::: Предоставленный текст :::
В конце июля они предприняли третью и последнюю попытку комбинированного похода на Уфу: Салават должен был ударить с севера; Каранай и Каскын Самаров с юга; Канзафар Усаев и Сляусин Кинзин с юго-запада, а Токтамыш Ишбулатов с северо-запада. Некоторые отряды уже находились в радиусе 50 км от города. Но внезапная активизация действий команд «верных» башкирских и мишарских старшин сорвала их планы.
Между «верными» и «ворами» развернулась настоящая война. Башкирский старшина Каип Зиямбетев, некогда сражавшийся плечом к плечу с Каранаем Муратовым под Мензелинском и Нагайбаком, а теперь перешедший на сторону правительства, 24 июля 1774 г. сообщал: «А Каранай, Канбулат и Кинзи-абыза меньшой брат Кутлукильда, сын ево, Кинзи, Сляусин, набрав сот до шести башкирцов, находятся в вершине реки Кундряку. А чрез находящуюся в вершинах реки Мияки деревню Микифорову для соединения с вышеписанным Кутлугильдою прошло 400 чел. калмык, 200 яицких казаков, как то слышно, что уже и сообщились, и намерение их такое, чтоб старшин Кедряся, Ильчигула, Мендея и Алибая жительствы вырубить».
:::
Задание
Ответьте по предоставленному тексту:
(a) С какой стороны должен был ударить по Уфе Салават?
(b) Какого числа Каип Зиямбетев отправил свое сообщение?
(c) Сколько яицких казаков, по его словам, прошло через деревню Микифорову?
Опирайтесь только на предоставленный текст.
::: Предоставленные данные :::
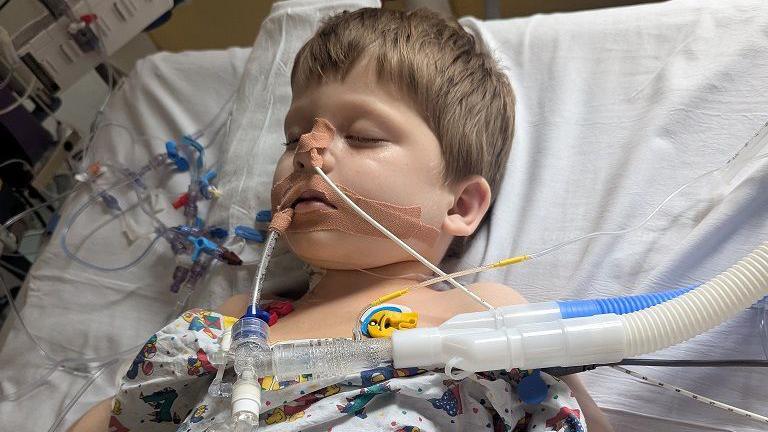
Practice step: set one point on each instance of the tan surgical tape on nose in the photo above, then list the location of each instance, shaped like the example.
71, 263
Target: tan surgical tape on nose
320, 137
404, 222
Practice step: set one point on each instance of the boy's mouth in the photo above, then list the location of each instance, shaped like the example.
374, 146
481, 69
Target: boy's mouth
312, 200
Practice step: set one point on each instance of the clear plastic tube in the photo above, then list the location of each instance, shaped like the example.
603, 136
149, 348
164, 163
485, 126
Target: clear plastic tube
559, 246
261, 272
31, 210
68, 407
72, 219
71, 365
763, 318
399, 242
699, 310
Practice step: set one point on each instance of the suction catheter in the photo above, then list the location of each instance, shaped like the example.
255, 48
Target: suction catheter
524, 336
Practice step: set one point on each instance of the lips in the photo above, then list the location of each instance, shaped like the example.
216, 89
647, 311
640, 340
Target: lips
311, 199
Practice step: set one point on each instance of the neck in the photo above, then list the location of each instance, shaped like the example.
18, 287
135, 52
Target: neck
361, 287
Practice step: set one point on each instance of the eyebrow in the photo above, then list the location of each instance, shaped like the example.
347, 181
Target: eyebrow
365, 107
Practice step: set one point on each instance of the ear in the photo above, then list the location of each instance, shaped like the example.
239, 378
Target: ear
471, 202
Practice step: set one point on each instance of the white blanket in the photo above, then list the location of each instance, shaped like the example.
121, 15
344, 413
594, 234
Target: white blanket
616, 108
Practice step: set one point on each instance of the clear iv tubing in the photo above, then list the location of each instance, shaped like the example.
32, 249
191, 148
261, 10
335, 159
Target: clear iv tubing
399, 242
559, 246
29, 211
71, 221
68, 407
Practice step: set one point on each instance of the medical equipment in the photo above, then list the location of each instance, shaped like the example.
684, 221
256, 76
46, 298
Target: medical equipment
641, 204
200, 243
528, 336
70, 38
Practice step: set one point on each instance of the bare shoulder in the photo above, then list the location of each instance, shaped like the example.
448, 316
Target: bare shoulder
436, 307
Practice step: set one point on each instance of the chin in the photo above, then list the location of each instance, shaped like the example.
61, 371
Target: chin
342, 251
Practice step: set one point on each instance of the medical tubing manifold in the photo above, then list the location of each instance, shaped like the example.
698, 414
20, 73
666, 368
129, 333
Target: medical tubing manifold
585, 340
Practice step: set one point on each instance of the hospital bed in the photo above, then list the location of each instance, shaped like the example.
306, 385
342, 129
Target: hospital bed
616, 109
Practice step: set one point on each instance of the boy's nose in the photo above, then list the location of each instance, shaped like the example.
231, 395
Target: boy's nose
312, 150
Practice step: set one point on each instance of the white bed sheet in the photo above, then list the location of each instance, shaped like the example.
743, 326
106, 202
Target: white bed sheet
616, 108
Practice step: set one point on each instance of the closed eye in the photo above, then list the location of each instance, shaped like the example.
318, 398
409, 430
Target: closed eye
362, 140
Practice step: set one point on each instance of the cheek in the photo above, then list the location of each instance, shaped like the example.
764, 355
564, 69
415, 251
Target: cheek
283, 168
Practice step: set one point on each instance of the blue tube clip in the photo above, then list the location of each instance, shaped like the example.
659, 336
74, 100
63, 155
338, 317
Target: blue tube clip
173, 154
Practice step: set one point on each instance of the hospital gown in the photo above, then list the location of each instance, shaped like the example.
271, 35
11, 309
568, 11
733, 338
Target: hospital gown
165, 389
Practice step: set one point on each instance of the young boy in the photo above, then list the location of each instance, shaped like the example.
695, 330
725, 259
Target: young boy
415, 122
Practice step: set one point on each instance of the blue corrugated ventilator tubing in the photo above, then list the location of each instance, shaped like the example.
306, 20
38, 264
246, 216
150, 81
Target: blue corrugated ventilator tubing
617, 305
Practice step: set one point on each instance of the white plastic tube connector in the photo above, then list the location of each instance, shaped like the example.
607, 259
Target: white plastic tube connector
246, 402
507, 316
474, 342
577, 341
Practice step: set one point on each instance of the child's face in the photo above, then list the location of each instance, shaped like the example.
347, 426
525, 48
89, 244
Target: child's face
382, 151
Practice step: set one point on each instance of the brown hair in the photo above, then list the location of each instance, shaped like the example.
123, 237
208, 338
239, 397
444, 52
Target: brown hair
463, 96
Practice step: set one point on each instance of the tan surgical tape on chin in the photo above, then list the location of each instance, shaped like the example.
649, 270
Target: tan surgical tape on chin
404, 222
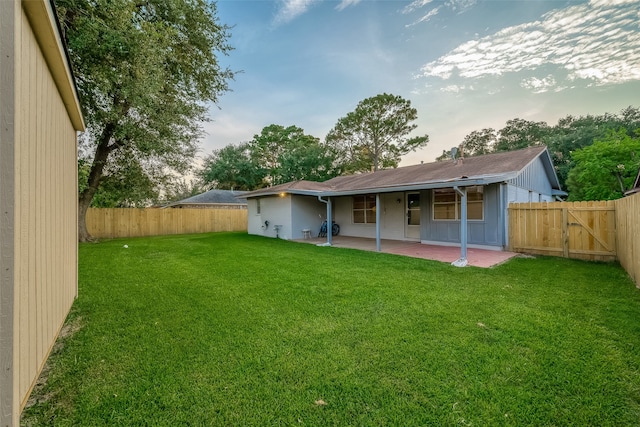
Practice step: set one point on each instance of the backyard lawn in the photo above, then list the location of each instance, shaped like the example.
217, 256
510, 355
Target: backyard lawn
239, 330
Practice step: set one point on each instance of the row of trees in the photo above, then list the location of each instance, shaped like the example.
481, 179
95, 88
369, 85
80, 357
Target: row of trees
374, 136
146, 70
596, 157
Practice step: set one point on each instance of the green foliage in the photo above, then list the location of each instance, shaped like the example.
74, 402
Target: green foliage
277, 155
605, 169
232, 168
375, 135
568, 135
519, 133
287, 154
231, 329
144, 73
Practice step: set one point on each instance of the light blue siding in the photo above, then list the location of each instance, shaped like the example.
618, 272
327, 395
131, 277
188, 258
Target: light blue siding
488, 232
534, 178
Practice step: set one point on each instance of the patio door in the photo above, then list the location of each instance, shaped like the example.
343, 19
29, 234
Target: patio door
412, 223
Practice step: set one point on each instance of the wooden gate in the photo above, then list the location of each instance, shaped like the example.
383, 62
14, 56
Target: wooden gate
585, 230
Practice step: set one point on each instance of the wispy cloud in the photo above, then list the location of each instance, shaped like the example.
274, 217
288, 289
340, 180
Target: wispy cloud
:::
Решение
(a) С севера.
(b) 24 июля 1774 г.
(c) 200 человек.